▶ Work to complete
Would you please output only the lines from the one containing "Target: concrete pool deck" through the end of the entries below, exactly as written?
= Beginning of Section =
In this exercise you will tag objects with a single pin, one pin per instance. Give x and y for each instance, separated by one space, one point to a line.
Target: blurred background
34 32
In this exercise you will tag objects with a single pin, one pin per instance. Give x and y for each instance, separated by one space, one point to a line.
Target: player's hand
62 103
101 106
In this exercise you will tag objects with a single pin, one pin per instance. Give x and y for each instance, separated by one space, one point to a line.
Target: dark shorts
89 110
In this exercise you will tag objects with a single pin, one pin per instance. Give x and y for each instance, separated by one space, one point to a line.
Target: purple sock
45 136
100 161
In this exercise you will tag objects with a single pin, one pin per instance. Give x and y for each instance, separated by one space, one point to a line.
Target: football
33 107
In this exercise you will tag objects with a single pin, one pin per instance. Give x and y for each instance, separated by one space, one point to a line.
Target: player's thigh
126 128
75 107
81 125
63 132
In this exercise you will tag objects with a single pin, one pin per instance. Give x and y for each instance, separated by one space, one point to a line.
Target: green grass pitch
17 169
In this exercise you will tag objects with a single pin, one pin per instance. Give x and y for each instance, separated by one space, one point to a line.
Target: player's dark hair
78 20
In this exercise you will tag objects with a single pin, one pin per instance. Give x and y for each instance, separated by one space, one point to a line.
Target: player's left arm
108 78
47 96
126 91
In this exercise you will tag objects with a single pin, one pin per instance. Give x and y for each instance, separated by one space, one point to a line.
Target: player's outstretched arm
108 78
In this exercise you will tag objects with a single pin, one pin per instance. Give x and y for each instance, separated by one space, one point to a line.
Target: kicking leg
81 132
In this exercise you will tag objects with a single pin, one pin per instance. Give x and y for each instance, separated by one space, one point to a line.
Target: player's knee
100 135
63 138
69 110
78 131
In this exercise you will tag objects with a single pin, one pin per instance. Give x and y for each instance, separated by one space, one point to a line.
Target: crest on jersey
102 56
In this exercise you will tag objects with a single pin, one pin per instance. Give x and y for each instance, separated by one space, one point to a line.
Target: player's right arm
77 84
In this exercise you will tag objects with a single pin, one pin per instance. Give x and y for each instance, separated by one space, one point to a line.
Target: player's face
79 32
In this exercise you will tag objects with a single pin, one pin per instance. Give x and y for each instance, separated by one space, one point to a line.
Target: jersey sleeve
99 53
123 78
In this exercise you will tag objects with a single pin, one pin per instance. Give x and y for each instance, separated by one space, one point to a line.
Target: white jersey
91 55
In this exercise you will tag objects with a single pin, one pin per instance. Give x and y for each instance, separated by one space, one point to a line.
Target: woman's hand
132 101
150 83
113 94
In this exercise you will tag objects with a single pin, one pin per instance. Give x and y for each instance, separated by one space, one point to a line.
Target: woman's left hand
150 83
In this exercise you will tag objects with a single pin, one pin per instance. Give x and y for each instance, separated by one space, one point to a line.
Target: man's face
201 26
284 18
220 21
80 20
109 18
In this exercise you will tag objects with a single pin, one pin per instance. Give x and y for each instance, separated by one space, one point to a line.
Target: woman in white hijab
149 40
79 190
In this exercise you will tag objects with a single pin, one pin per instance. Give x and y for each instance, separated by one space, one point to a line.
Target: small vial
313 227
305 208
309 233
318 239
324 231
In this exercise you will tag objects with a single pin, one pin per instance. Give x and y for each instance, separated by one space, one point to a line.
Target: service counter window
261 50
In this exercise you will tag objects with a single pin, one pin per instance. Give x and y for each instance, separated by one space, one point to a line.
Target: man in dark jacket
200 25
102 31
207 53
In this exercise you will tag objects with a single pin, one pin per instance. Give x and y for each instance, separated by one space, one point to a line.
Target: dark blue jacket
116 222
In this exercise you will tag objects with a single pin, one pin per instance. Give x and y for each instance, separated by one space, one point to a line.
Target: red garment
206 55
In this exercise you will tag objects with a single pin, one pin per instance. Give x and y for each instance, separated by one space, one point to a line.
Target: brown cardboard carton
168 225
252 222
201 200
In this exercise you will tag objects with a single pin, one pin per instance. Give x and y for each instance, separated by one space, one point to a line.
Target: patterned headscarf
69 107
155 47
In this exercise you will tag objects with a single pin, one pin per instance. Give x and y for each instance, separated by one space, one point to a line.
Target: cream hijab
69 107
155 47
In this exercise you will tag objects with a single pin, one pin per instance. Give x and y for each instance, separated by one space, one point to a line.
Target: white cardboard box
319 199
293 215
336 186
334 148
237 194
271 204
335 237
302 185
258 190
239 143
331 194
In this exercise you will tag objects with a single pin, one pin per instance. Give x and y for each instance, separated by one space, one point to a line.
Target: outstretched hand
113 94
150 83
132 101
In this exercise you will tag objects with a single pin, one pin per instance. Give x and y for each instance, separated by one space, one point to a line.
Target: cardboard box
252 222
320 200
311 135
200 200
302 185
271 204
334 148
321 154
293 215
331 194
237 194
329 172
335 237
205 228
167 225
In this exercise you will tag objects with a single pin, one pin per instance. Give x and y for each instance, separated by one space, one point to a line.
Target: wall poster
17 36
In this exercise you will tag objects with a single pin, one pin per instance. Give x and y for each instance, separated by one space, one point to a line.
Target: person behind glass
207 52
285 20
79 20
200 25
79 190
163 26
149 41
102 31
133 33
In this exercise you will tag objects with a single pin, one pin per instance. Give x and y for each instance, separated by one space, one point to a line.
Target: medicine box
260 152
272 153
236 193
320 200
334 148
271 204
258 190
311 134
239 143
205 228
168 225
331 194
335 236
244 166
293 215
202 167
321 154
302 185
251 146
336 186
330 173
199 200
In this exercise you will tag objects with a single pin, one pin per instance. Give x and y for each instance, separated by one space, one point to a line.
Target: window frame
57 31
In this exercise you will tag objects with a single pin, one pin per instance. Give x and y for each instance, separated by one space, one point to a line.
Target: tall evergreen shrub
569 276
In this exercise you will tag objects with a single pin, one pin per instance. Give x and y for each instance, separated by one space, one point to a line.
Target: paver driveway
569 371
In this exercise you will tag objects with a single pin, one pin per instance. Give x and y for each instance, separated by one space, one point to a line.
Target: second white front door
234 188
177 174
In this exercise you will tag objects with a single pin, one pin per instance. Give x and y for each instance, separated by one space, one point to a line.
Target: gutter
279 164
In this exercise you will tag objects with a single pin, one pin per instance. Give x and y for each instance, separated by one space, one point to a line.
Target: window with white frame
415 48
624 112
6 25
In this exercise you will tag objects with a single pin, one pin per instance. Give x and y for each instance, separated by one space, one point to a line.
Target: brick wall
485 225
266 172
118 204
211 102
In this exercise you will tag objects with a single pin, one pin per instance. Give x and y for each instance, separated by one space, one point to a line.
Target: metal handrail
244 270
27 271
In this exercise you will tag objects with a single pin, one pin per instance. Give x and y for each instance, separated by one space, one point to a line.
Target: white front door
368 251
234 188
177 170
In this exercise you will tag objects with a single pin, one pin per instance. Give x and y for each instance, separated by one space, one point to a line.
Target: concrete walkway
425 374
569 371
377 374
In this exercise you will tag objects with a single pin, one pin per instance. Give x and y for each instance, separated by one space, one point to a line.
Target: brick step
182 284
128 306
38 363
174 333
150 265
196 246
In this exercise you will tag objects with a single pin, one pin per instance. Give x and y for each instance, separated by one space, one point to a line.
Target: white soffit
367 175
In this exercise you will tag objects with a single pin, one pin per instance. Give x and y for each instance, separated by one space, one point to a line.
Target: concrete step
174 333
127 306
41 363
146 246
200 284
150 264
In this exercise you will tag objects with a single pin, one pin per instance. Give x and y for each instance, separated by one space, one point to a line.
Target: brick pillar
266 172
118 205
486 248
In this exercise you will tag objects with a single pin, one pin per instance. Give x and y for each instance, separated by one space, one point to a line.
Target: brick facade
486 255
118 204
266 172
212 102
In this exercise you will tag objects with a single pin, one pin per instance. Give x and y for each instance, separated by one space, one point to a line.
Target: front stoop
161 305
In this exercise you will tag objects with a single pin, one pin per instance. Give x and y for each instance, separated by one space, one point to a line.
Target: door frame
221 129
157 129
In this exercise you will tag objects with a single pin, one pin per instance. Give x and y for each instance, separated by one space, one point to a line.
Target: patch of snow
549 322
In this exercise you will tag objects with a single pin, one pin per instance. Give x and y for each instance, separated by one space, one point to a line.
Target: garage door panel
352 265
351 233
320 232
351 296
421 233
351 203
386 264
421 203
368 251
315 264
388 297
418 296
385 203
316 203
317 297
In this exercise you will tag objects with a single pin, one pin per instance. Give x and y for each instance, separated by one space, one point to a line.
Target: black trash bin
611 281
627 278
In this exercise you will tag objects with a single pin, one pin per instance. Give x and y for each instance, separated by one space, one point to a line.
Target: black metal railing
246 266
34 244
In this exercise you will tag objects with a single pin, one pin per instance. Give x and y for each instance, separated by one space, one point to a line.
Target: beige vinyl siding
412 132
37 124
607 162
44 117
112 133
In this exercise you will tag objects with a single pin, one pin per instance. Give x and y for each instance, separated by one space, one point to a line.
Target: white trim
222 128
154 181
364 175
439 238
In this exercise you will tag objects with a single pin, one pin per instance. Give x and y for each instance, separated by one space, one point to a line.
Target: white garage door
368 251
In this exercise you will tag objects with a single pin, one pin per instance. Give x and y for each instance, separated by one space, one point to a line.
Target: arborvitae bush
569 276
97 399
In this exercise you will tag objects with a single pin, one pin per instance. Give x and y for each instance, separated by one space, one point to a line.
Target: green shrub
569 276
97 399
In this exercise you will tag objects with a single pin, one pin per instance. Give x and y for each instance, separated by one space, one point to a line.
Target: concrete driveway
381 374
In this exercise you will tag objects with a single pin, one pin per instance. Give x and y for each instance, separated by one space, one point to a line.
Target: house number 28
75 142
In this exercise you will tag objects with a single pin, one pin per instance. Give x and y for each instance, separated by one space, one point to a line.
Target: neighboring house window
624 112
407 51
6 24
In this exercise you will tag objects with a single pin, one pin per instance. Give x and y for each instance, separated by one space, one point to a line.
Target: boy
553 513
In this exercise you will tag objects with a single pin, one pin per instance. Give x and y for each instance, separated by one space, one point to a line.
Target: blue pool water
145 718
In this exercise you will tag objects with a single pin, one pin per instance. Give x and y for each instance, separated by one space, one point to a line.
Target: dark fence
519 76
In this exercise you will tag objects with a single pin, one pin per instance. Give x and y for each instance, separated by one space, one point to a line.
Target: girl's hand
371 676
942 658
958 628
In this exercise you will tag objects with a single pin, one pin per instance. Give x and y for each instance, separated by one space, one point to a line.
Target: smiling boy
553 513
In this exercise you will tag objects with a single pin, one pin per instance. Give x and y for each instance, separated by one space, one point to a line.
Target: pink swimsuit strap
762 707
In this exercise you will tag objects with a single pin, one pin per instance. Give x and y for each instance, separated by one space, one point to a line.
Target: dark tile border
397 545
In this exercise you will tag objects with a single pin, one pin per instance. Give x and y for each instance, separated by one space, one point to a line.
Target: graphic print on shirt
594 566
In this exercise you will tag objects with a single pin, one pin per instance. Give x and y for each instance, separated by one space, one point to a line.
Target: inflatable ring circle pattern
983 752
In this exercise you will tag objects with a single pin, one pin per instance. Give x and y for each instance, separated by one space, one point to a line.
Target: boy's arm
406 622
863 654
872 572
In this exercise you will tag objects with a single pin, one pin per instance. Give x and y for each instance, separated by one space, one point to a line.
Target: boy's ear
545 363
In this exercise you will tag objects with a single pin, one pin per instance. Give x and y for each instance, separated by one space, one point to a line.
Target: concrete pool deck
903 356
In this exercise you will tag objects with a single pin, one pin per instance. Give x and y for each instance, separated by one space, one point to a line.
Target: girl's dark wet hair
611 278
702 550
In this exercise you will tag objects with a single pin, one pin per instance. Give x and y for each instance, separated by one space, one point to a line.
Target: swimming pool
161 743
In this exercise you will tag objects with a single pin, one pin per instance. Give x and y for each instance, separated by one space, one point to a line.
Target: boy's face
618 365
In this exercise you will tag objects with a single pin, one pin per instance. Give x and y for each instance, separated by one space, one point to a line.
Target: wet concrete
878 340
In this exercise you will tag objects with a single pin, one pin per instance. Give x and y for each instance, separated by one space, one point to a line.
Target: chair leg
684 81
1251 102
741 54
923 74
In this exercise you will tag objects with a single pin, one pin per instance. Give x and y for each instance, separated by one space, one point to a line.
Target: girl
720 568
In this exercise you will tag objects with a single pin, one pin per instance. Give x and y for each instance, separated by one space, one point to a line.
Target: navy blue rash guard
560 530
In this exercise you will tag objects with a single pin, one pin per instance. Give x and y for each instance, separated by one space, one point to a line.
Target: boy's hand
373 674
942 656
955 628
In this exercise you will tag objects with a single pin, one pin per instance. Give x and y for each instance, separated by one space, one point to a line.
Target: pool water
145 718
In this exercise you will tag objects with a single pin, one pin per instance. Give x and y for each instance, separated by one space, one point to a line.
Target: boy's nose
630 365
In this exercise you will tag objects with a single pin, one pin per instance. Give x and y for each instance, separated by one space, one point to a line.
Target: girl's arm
= End of Section =
▶ Final answer
Target: concrete pool deck
903 356
In this exercise you will tag objects with a single pin, one pin per instance. Give x and y for each instance, separated by one space, one point to a line.
Target: girl's dark wet hair
611 278
702 550
In this exercise you will tag objects with a single pin, one pin per instance. Give x and y for each instance, separated by one space, one point to a line.
Target: swimming pool
161 743
In this exercise you will tag objects with a single pin, one pin per instance. Give x and y for each instance, separated by one space, one point to a line.
Target: boy's face
618 365
In this exercise you will tag objects with a single pin, one pin per instance. Give x and y for each instance, separated by one space, one point to a line.
Target: wet concrete
878 340
In this exercise you will tag objects with a single pin, one pin per instance. Give x and y for each instance, separated by one space, one point to a line.
Target: chair leg
684 81
1251 102
741 54
923 74
In this exercise you will tag objects with a single pin, one pin per instance. Give x and y for each instance, separated by one space, one point to a line.
Target: girl
720 568
In this exercise you will tag objects with a single pin, one pin per instance. Give x and y for each instance, separated by one space, one point to a line.
Target: navy blue rash guard
560 530
In this exercise you will tag objects with a single pin, one pin per instance. Give x and y for each instance, separated by one space, one point to a line.
Target: boy's hand
373 674
942 656
955 628
In this exercise you will tag objects with a single pin, one pin per instance. Give x and y for each instance, separated by one space, one point to a line.
Target: pool water
145 718
In this exercise you will tag objects with a single pin, one pin per instance. Give x and y for each instance, separated by one space, one point to a line.
Target: boy's nose
630 365
In this exercise you will tag objects with a single pin, one pin per instance. Give x and y for each instance, separated by one space, one point to a line.
Target: girl's arm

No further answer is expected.